-- START OF READING PASSAGE --

All of lore.kernel.org
 help / color / mirror / Atom feed
From: Al Viro <viro@ZenIV.linux.org.uk>
To: Jeff Layton <jeff.layton@primarydata.com>
Cc: linux-fsdevel@vger.kernel.org, trond.myklebust@primarydata.com,
	tao.peng@primarydata.com
Subject: Re: [PATCH] vfs: remove unneeded hlist_unhashed check from get_active_super
Date: Wed, 15 Oct 2014 00:05:20 +0100	[thread overview]
Message-ID: <20141014230520.GA7996@ZenIV.linux.org.uk> (raw)
In-Reply-To: <20141014151911.2581f362@tlielax.poochiereds.net>

On Tue, Oct 14, 2014 at 03:19:11PM -0400, Jeff Layton wrote:
> Ok, got it. Thanks for the clarification, Al!

FWIW, the life cycle for superblocks looks so:

* Allocated: all instances are created in this state, all by alloc_super().
Invisible to global data structures.  ->s_umount held exclusive, ->s_count is
1, ->s_active is 1, no MS_BORN in flags.  Possible successors: Implanted,
Freeing; transition happens within sget() (which is the sole caller of
alloc_super()).

-- END OF READING PASSAGE --

**PROBLEM 1:**
Reproduce the mailing list post on superblock life cycles from "All of lore.kernel.org" to "Message-ID: <20141014230520.GA7996@ZenIV.linux.org.uk> (raw)".
**PROBLEM 2:**
Carry on writing the mailing list post on superblock life cycles from the point at which it stops.

-- START OF LISTED RECORDS --

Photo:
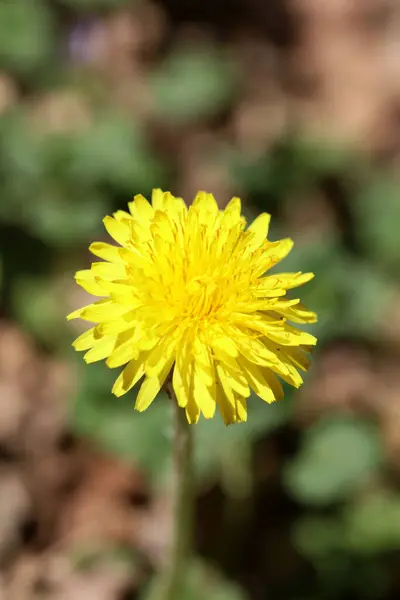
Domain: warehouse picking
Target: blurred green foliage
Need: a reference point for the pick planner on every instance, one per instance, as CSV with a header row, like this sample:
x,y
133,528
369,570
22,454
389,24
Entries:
x,y
57,186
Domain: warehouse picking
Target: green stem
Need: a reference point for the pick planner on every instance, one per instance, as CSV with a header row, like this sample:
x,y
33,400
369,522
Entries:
x,y
182,507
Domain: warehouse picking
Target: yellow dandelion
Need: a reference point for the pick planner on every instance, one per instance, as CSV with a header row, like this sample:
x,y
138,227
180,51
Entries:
x,y
186,293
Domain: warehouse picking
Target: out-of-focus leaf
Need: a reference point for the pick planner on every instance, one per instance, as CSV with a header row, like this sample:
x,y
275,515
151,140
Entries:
x,y
143,438
61,222
373,524
317,537
201,582
222,452
95,4
378,212
336,457
36,303
26,35
114,152
192,84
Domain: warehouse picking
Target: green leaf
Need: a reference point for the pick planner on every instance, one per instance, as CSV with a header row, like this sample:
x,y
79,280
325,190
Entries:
x,y
85,5
61,222
377,209
142,438
114,151
26,35
222,453
337,455
317,537
201,582
192,84
373,525
36,303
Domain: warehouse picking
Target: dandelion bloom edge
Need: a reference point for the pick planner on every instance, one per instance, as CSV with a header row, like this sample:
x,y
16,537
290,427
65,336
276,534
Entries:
x,y
186,292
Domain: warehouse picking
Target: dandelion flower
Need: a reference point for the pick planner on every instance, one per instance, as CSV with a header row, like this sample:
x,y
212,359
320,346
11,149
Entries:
x,y
186,293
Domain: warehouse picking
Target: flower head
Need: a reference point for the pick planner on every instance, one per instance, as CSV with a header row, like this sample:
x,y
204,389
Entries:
x,y
186,292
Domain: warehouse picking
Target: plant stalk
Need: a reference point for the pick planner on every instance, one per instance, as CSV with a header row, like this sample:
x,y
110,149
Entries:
x,y
182,502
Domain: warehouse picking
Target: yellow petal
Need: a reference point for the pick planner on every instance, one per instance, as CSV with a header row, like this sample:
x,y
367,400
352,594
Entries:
x,y
129,376
141,209
105,251
118,230
256,380
259,229
100,350
89,282
86,340
152,385
109,270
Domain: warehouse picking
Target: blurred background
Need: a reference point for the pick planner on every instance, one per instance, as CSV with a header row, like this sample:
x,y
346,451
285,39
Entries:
x,y
294,105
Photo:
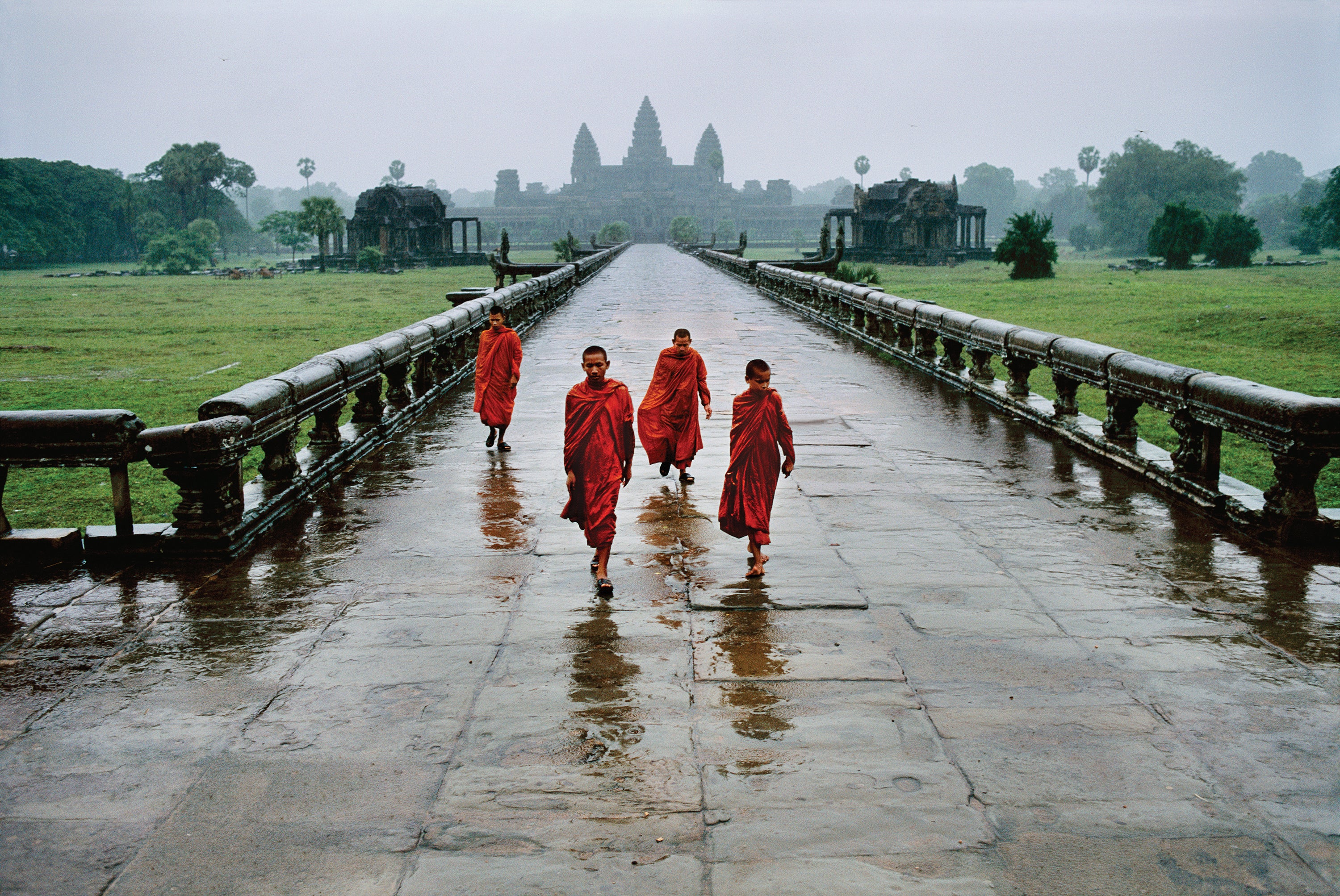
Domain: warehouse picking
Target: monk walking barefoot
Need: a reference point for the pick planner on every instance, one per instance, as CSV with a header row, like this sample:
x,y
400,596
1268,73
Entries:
x,y
598,457
668,417
496,373
758,428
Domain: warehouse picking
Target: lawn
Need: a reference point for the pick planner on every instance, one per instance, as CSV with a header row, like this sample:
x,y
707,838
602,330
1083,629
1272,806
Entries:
x,y
1275,326
161,346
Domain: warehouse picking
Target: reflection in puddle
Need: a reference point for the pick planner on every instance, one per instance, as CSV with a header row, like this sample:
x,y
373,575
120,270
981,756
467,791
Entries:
x,y
601,677
500,509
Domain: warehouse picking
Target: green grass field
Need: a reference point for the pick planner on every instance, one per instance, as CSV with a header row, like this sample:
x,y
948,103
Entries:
x,y
160,346
1275,326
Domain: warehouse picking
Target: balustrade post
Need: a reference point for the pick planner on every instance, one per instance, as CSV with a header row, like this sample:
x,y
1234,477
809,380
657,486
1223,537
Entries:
x,y
981,369
953,358
326,432
397,389
925,343
1066,404
1121,425
369,408
1019,370
1294,497
281,461
1197,456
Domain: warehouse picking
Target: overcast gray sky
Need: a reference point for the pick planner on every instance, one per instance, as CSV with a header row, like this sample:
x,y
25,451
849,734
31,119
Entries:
x,y
796,90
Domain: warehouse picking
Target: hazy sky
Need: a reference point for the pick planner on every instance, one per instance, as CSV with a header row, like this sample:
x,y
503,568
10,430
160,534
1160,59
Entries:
x,y
796,90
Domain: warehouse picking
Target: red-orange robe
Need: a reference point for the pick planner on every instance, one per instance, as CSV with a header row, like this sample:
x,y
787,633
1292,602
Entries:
x,y
668,417
597,442
499,362
758,426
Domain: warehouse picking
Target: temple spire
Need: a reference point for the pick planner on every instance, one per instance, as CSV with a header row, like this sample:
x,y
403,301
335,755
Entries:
x,y
646,148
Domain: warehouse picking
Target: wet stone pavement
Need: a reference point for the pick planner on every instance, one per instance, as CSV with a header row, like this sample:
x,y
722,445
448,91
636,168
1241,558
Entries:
x,y
980,663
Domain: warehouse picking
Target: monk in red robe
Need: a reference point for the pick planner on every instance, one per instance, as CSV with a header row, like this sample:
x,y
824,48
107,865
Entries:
x,y
758,428
598,448
496,374
668,417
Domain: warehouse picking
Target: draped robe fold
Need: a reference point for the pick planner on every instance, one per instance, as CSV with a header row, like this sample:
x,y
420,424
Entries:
x,y
758,426
498,363
597,442
668,417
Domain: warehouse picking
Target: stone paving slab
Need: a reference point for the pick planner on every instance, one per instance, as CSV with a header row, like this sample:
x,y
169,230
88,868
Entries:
x,y
416,690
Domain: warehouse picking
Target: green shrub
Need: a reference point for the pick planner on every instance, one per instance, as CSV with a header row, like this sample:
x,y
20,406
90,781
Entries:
x,y
1028,247
1233,240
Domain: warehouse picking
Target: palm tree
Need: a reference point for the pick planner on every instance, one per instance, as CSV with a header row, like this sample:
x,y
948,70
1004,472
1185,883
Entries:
x,y
307,168
862,168
323,217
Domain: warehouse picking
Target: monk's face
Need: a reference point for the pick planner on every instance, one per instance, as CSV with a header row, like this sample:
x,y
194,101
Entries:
x,y
594,366
759,382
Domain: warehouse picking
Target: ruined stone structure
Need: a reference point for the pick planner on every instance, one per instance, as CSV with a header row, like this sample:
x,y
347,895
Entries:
x,y
410,225
648,191
914,223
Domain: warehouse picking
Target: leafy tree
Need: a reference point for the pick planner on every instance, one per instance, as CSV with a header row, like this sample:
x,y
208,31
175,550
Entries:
x,y
1143,179
307,168
991,187
1082,238
862,167
685,229
1272,173
1089,160
614,232
1233,240
177,252
286,231
207,232
1028,247
321,216
1177,235
370,258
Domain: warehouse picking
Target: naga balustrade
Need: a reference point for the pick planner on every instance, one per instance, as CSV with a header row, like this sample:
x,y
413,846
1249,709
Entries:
x,y
394,378
1300,432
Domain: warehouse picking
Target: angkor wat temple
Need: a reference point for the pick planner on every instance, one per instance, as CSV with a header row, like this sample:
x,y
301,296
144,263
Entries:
x,y
646,189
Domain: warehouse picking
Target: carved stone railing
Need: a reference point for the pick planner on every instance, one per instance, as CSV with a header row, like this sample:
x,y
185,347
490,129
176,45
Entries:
x,y
394,377
1300,432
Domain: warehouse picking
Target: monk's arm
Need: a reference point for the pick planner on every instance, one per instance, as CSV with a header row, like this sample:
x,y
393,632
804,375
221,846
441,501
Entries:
x,y
784,438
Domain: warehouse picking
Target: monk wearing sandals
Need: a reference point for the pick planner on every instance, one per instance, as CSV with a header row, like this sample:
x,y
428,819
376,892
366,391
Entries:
x,y
496,373
598,448
758,426
668,417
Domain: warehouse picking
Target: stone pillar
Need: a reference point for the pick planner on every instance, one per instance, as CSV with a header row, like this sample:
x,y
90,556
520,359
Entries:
x,y
1121,425
1066,389
1019,370
369,408
281,461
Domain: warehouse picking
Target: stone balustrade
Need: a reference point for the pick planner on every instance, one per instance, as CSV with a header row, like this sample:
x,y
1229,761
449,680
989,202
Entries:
x,y
1300,432
394,378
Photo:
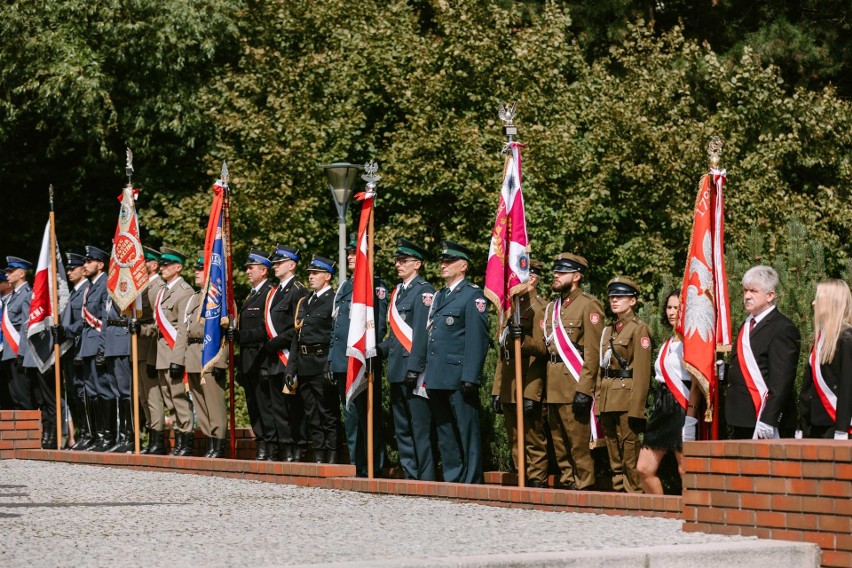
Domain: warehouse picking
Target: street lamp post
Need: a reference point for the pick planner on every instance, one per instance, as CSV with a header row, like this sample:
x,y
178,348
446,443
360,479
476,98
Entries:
x,y
341,177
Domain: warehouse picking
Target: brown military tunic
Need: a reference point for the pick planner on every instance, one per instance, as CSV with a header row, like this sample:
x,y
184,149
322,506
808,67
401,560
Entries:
x,y
583,320
208,394
174,392
149,387
534,368
625,376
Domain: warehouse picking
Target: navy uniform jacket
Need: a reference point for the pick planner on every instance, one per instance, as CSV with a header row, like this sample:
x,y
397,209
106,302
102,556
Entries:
x,y
413,306
314,323
283,315
92,340
116,338
340,312
72,317
838,376
458,337
18,308
775,343
253,331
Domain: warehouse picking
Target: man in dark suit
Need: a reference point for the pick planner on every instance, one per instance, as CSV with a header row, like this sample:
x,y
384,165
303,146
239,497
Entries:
x,y
759,400
355,414
280,314
458,341
405,349
251,336
309,358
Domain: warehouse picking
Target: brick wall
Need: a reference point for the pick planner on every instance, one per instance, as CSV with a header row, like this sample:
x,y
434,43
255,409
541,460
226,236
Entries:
x,y
19,430
799,490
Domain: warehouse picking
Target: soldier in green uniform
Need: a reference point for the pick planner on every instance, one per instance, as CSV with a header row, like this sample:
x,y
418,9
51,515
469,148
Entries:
x,y
534,367
169,311
625,377
573,324
458,341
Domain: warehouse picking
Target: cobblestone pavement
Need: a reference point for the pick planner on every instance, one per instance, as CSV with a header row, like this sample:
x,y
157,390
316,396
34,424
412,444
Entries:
x,y
55,514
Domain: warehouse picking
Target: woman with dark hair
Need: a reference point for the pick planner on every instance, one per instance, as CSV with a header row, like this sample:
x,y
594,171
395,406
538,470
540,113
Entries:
x,y
825,404
669,424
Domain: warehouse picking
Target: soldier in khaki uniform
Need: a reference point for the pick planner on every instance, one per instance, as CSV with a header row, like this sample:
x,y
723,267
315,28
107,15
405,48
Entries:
x,y
208,389
534,367
570,391
625,377
169,310
150,396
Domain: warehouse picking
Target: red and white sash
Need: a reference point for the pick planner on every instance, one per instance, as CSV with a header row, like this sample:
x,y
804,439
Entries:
x,y
283,354
669,369
88,316
751,372
401,330
826,395
572,359
166,328
11,337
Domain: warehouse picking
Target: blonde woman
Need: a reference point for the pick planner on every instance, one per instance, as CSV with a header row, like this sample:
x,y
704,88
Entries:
x,y
826,401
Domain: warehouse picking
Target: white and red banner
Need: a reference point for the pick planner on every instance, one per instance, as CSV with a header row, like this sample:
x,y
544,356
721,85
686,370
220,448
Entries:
x,y
704,321
826,395
361,344
127,276
508,270
42,318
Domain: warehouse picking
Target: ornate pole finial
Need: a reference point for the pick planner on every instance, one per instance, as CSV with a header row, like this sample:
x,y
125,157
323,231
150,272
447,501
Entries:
x,y
714,152
507,114
370,176
128,169
224,175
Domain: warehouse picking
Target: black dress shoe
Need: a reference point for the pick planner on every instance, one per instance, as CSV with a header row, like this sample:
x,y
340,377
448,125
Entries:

-- END OF LISTED RECORDS --

**EXPECTED ANSWER 1:**
All of lore.kernel.org
 help / color / mirror / Atom feed
From: Al Viro <viro@ZenIV.linux.org.uk>
To: Jeff Layton <jeff.layton@primarydata.com>
Cc: linux-fsdevel@vger.kernel.org, trond.myklebust@primarydata.com,
	tao.peng@primarydata.com
Subject: Re: [PATCH] vfs: remove unneeded hlist_unhashed check from get_active_super
Date: Wed, 15 Oct 2014 00:05:20 +0100	[thread overview]
Message-ID: <20141014230520.GA7996@ZenIV.linux.org.uk> (raw)

**EXPECTED ANSWER 2:**
* Implanted: set up by 'set()' callback of sget() sufficiently to be
recognizable by 'test()' callback of the same and inserted into super_blocks
and type->fs_supers (all under sb_lock).  Possible successors: SettingUp,
Freeing.  The latter happens if 'set()' fails, the latter - if it succeeds,
sb_lock is dropped upon either transition (both are within sget()).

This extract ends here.